> _GIVEN TEXT_:

################

This summer is chock-full of exciting missions to Mars, with China’s Tianwen-1 and the UAE’s Hope orbiter already en route to Mars, and NASA’s Mars 2020 set to launch on July 30th. ESA was also meant to launch its Rosalind Franklin Exomars rover, but that was delayed to 2022 earlier this year. I’ll talk more about these and why this summer next week!
Mars has seen a great resurgence in missions lately, as the technology to get there is proving ever-more reliable, and more countries are funding space research (yay!)

But missions haven’t always been successful: Out of the 39 missions to launch before 2000, only 14 were completely successful, with both NASA and Roscosmos having a string of launch failures and many landers or rovers failing to land, or lost communication.
Launch failures are just a fact of spaceflight, and get less frequent as the rockets we use get tried, tested and improved. There’s only been one launch failure since 1971, so most occurred back in the early days of the space age! Landing failures have also become less common, as we have engineered more ways to overcome any challenges the red planet can throw at us!
So what are these challenges?
Mars is small- really small- which means two things. One: it’s gravity is just 38% of Earth’s, so molecules don’t have to be going as fast to escape- the general rule (according to the astrophysics/exoplanets course I took)- is that if the average velocity of a molecule is greater than ¼ the escape velocity, then it will slowly escape to space!

Two: It’s originally liquid outer core has cooled and is now -at least partially- solid. A liquid outer core is what powers a planet’s magnetic field, as it is made of metal (a mix of nickel and iron usually, with some siderophillic elements that bond with iron). The core will still have some residual heat, so the inner edge of the outer core will be hotter than the boundary with the mantle, causing convection. Metals have free electrons (are charged), and moving charge can induce a magnetic field. A magnetic field protects the atmosphere and surface from radiation, so without it, the atmosphere is at the mercy of the solar wind, so can be slowly stripped away.

################

> _DATASET EXCERPT_:
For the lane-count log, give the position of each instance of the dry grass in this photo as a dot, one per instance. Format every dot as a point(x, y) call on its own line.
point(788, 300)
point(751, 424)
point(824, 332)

################

> _TASK A_: Please list every mission to Mars that the Mars missions text names.
> _TASK B_: Go on with the Mars missions text, starting after its last sentence.

> _RESPONSE BOX A_: Tianwen-1, the Hope orbiter, Mars 2020 and the Rosalind Franklin Exomars rover.

> _RESPONSE BOX B_:
This has left Mars with a very thin atmosphere, 100 times thinner than the earth’s, and has a surface pressure of just 610 Pa (earth’s is 101,000 Pa). But an atmosphere is rather useful, not just for astrobiology but also for exploration. If you’ve ever seen a shooting star, or a Soyuz capsule returning to earth, you’ll know that it gets engulfed in a ball of ‘fire’, making it glow. It’s not actually fire, but the air in front/beneath the entering object that has been compressed, as the object is travelling so quickly that there is no time for the air to move out the way. Compressed air heats up and becomes ionised plasma, which emits light! This is both a blessing and a curse. On the one hand it makes returning to earth from space quite dangerous, so we have to make heat shields to protect the astronauts inside, but it also reduces the number and size of asteroids hitting the surface of the earth! Additionally, the air molecules hitting the object entering slows it down. When a parachute is ejected, once it has partially slowed down enough that it won’t immediately be ripped away, there is a larger surface area for air molecules to impact on, slowing it down even more!

But on mars, there are less air molecules, so it has less of an effect. To combat this, landers enter at a shallower angle (to travel through more air before reaching the surface), might try to enter during summer (when the CO2 ice caps sublimate and thicken the atmosphere), and use heat shields, large/strong parachutes and retrorockets (thrusters pointing towards the surface to produce a force against the direction of motion). We go to all this effort to reduce the speed (and thus force) of impact, so that all of the precious instrumentation (and in the future, astronauts) remains intact.
But you may now be wondering- the moon doesn’t have any atmosphere… why can we land on the moon fairly easily? Well Mars’ atmosphere is still thick enough to heat the lander up, so it has to be covered with a thick heat shield, which makes it heavier, but moon landers don’t have to have one so can be made of much lighter material, so can be easily slowed down by firing rockets beneath it. The heavier the probe, the more force the rockets have to create to slow it down, so Mars landers would have to have incredibly powerful thrusters if that was all they relied on.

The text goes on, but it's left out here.